Copy each line of the listing below where the word "pole" turns up.

**PROVIDED RECORDS:**
=====
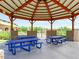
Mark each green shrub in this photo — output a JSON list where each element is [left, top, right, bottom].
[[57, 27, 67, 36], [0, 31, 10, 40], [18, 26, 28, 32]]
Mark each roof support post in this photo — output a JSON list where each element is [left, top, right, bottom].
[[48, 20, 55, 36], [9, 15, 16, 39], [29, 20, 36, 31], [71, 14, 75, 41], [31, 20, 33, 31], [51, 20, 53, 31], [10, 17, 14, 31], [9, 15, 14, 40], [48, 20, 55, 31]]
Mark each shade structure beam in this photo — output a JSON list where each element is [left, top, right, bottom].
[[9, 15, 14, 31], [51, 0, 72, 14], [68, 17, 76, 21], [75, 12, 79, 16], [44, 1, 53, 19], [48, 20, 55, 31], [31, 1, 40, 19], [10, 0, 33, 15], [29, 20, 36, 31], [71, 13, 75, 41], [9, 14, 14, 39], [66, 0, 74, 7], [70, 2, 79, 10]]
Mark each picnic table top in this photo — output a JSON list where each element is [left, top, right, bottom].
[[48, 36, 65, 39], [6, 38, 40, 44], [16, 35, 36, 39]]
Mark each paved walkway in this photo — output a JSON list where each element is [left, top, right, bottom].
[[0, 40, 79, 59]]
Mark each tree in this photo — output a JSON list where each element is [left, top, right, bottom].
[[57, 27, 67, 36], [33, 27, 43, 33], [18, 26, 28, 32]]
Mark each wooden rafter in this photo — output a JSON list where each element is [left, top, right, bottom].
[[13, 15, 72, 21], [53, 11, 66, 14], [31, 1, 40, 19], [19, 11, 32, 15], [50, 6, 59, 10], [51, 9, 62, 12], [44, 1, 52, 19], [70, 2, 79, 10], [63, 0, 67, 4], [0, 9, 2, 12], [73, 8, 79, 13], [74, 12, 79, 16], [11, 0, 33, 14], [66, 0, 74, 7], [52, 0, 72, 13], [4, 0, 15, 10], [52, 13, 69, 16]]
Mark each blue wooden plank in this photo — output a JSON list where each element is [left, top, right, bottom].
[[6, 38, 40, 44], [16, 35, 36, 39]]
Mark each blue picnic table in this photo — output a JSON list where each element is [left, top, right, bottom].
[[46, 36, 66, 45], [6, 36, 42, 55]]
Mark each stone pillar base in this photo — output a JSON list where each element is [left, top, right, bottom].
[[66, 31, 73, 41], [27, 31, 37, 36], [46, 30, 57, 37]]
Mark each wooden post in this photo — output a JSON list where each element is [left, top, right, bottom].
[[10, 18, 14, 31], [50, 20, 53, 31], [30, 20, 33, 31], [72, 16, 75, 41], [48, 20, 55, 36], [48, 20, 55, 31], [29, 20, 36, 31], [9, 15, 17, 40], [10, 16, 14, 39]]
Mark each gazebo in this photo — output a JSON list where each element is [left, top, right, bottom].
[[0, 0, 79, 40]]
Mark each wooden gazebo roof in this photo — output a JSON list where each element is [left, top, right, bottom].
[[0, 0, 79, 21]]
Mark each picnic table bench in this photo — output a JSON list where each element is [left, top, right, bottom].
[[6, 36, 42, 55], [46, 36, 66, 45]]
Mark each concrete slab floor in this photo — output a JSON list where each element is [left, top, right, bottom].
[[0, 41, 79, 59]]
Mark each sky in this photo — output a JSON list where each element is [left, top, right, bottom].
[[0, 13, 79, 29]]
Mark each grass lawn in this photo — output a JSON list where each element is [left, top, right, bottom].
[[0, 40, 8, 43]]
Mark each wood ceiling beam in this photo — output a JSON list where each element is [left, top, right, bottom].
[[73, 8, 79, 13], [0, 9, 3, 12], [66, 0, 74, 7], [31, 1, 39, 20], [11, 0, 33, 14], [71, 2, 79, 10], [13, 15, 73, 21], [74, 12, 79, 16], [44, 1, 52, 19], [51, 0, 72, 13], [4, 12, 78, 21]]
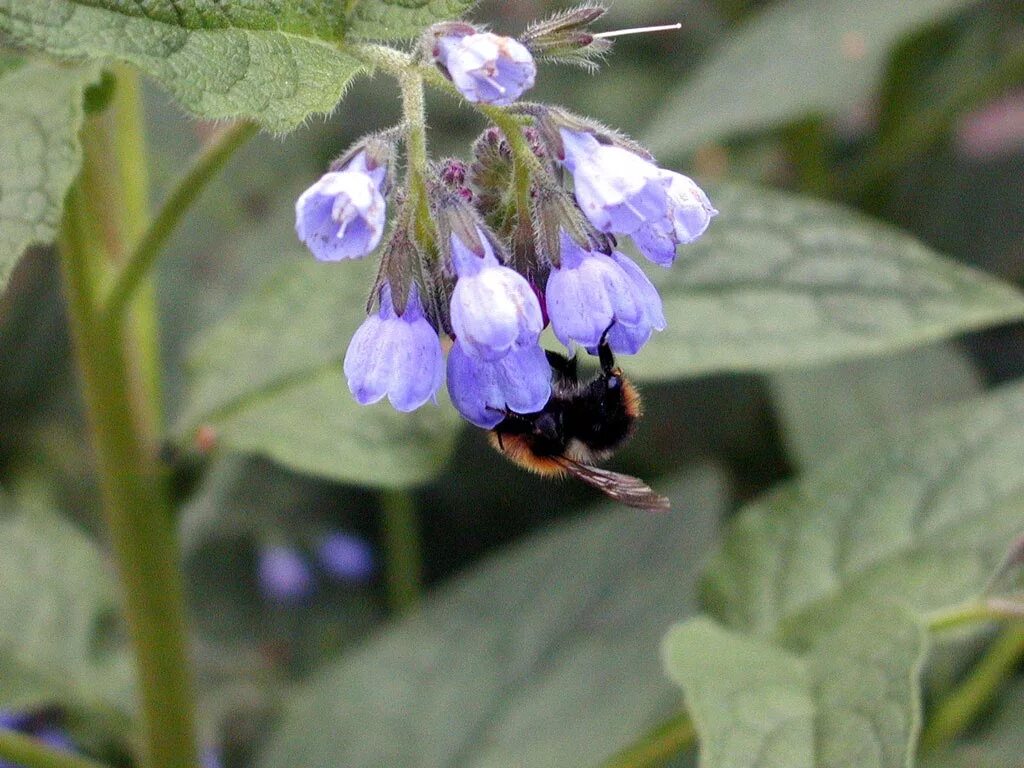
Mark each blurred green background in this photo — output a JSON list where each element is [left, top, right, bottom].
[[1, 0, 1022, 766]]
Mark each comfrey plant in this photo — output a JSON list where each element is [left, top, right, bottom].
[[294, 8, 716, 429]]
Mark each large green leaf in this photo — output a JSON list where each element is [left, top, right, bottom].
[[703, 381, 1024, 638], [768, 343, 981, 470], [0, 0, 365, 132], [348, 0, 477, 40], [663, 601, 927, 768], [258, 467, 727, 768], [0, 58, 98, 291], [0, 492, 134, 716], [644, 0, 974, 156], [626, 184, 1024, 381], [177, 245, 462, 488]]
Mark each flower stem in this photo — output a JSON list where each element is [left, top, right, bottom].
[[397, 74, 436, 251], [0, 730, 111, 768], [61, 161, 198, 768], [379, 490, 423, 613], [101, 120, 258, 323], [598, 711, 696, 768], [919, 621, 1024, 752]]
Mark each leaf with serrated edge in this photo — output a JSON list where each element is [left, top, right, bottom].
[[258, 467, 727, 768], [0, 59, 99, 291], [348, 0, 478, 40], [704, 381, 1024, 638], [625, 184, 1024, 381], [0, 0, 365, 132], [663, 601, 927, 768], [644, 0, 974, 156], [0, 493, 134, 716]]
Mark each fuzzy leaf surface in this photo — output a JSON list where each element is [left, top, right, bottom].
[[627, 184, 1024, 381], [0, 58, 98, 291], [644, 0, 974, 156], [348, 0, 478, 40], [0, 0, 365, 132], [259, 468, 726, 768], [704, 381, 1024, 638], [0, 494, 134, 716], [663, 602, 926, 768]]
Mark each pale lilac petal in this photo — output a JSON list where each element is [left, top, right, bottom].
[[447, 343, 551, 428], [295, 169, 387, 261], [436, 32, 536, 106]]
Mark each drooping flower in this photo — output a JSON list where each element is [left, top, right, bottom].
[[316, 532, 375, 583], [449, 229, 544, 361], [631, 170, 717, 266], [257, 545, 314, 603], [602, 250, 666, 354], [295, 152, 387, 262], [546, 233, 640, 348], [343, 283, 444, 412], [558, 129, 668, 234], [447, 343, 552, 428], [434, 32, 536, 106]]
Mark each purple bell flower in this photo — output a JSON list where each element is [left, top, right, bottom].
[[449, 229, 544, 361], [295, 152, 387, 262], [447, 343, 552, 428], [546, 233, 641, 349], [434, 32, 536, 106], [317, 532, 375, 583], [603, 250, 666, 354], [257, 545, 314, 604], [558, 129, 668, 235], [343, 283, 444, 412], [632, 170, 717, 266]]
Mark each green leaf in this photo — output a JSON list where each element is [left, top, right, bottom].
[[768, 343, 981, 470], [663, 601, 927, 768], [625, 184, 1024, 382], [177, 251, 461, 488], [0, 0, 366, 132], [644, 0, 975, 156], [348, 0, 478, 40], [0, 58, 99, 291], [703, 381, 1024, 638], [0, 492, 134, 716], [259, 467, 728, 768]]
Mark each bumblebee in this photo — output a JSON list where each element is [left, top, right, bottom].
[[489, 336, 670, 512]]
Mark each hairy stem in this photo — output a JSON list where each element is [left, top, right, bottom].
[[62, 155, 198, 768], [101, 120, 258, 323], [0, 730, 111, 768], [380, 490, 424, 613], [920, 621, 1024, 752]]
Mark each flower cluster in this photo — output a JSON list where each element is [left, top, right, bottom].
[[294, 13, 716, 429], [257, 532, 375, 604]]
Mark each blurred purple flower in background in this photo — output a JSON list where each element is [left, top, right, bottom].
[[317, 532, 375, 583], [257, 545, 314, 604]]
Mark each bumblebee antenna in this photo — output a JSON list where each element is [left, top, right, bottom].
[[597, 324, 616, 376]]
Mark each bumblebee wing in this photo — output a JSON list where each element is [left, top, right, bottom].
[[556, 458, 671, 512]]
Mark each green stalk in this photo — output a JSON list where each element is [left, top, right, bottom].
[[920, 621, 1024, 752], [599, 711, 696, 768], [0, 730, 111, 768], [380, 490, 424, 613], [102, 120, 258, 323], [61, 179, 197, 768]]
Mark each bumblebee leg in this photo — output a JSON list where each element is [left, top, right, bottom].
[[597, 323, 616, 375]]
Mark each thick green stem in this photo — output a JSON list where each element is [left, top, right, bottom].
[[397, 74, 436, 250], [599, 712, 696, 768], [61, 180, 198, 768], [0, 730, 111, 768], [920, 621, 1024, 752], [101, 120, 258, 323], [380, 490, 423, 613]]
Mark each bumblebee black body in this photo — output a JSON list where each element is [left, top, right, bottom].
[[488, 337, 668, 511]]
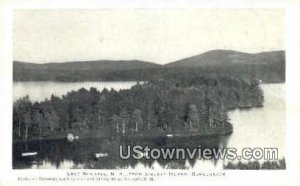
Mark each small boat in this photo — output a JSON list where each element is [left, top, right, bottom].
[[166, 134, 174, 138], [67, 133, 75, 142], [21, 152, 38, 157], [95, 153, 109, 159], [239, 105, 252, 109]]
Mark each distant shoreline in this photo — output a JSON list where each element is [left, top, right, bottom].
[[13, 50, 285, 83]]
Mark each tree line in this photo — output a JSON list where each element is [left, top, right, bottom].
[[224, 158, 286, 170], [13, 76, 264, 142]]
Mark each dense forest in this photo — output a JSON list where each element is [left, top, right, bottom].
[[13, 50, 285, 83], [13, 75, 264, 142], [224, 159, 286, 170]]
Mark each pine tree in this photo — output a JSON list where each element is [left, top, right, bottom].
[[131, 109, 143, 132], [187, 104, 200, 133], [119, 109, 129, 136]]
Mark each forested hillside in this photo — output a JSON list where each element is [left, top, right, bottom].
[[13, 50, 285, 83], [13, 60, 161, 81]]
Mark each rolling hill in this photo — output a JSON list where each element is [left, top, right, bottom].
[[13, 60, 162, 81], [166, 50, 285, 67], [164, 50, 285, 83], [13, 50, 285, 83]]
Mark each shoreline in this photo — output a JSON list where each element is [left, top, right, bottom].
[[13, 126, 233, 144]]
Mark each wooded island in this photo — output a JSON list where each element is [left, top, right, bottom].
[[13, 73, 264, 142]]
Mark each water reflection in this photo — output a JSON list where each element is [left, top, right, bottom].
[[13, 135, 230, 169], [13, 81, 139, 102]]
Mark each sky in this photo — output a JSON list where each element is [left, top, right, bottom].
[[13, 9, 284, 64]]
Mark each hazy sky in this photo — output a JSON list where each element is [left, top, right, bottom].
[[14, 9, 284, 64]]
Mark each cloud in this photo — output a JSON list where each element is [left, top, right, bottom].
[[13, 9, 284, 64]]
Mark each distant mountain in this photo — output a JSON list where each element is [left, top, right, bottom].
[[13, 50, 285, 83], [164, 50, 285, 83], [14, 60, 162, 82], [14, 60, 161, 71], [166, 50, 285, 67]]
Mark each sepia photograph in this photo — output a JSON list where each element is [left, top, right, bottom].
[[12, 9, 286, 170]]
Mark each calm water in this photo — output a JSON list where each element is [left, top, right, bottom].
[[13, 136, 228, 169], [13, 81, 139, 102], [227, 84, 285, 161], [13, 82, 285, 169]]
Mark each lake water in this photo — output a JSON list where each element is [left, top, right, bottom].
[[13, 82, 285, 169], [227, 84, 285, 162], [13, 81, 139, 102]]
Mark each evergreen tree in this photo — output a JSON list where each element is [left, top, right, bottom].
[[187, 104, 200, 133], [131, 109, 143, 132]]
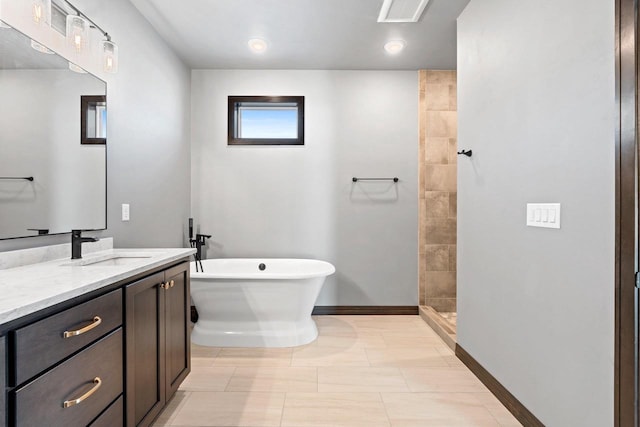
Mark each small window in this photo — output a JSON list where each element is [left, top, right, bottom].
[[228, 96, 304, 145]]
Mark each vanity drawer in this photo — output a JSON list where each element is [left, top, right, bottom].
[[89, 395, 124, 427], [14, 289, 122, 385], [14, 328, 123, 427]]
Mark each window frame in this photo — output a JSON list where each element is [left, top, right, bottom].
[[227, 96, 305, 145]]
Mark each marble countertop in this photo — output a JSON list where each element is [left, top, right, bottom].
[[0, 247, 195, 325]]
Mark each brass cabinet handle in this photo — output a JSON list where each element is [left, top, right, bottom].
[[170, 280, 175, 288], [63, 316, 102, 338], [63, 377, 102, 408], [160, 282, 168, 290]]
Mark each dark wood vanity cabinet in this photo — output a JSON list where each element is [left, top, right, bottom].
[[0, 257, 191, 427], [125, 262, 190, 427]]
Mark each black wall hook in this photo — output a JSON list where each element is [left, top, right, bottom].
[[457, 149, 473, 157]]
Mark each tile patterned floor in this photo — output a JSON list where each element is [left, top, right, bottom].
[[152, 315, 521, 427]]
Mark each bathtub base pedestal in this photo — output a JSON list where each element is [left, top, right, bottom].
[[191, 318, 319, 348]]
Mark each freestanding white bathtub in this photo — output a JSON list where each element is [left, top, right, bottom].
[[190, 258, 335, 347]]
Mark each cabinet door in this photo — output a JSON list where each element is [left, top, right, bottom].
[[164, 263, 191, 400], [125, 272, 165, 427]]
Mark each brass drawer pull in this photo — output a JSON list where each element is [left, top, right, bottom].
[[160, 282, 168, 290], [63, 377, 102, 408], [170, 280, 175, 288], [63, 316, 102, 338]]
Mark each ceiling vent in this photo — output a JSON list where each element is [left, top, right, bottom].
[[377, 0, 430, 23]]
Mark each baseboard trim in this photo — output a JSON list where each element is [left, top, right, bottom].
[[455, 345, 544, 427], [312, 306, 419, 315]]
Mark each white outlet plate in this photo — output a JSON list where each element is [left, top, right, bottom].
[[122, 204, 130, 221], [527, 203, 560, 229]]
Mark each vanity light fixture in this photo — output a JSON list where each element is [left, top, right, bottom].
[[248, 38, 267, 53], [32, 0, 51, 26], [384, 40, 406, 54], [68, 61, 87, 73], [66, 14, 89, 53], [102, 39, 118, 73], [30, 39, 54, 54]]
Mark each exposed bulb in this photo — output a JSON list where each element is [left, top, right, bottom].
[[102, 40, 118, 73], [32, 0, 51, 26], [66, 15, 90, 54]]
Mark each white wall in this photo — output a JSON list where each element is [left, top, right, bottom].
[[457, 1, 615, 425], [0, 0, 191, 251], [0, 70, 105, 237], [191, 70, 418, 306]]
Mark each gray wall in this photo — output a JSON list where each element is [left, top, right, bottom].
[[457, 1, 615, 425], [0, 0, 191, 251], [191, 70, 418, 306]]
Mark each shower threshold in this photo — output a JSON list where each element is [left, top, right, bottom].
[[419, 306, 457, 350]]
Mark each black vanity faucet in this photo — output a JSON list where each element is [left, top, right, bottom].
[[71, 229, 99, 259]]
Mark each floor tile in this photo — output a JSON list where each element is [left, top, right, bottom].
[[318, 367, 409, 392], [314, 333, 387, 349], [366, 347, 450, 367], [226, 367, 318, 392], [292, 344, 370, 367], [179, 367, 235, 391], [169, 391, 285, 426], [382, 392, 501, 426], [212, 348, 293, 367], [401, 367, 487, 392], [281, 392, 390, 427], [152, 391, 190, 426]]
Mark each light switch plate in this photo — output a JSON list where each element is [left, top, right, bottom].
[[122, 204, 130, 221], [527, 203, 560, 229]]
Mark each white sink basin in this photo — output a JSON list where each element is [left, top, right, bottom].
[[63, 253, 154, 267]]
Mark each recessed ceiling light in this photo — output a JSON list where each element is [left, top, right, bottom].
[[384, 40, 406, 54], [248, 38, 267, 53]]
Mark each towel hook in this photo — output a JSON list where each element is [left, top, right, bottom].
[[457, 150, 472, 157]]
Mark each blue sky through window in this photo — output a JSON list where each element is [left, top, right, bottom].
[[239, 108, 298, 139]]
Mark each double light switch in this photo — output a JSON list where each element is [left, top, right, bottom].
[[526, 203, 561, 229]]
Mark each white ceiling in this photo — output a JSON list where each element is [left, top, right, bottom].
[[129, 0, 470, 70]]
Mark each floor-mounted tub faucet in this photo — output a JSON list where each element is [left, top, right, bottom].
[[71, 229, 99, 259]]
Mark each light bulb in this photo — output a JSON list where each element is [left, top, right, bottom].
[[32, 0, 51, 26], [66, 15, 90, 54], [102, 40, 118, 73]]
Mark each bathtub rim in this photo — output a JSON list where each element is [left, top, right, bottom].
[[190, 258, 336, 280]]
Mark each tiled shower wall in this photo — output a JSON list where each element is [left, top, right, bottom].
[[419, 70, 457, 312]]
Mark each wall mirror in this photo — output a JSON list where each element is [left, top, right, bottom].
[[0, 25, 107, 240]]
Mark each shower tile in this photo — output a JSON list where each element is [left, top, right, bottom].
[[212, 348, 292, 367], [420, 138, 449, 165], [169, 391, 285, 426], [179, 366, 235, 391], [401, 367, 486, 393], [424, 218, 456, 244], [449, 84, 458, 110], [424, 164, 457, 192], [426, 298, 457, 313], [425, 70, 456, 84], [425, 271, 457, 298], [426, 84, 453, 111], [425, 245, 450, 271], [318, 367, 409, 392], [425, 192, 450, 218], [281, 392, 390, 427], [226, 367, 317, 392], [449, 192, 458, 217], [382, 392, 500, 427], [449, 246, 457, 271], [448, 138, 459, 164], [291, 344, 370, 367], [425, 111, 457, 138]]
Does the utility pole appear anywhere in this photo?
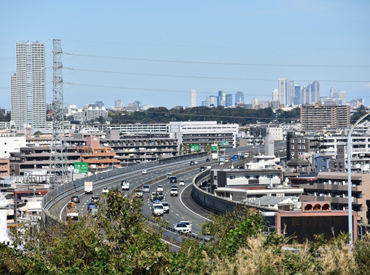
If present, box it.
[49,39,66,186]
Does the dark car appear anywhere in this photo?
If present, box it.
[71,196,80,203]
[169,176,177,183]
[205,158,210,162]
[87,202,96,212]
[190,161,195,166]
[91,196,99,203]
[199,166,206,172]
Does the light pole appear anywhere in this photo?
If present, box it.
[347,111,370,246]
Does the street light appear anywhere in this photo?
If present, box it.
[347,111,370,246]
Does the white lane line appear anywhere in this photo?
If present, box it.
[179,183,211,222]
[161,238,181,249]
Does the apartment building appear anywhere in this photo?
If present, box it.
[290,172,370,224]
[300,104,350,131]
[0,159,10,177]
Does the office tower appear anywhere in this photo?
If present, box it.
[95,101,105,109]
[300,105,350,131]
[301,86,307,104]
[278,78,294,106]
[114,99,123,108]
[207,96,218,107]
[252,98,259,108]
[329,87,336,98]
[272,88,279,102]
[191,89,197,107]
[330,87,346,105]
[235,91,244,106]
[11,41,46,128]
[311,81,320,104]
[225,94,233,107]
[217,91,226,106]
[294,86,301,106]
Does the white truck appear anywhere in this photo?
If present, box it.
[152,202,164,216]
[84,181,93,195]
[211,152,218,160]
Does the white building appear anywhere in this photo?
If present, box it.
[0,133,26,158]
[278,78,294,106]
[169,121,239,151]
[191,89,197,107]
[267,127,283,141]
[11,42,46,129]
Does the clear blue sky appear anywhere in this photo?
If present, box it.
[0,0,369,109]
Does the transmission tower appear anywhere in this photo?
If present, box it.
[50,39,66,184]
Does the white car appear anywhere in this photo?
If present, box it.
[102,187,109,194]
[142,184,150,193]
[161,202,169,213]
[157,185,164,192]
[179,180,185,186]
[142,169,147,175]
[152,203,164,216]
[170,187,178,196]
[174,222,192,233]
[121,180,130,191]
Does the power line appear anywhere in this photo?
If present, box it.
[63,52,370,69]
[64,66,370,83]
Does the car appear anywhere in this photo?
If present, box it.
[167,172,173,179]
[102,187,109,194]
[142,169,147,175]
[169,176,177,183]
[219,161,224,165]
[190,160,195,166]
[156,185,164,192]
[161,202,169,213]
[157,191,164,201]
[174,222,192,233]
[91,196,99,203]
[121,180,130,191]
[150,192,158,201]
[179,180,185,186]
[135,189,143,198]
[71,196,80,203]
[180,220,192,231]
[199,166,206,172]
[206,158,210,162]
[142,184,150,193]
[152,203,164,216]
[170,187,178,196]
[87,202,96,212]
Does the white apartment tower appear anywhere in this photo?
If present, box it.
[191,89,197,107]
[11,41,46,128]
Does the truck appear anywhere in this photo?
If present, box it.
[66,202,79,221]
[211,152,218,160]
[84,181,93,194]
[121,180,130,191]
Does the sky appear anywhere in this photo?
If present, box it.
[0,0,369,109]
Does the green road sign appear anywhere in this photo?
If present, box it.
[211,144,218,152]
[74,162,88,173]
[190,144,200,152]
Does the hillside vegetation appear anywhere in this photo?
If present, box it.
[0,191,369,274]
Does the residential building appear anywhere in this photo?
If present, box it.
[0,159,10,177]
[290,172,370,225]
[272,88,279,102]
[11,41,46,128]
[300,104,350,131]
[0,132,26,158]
=====
**ANSWER SPACE:**
Does the utility pole appear anywhere in this photo?
Does the light pole appear anywhere in this photo?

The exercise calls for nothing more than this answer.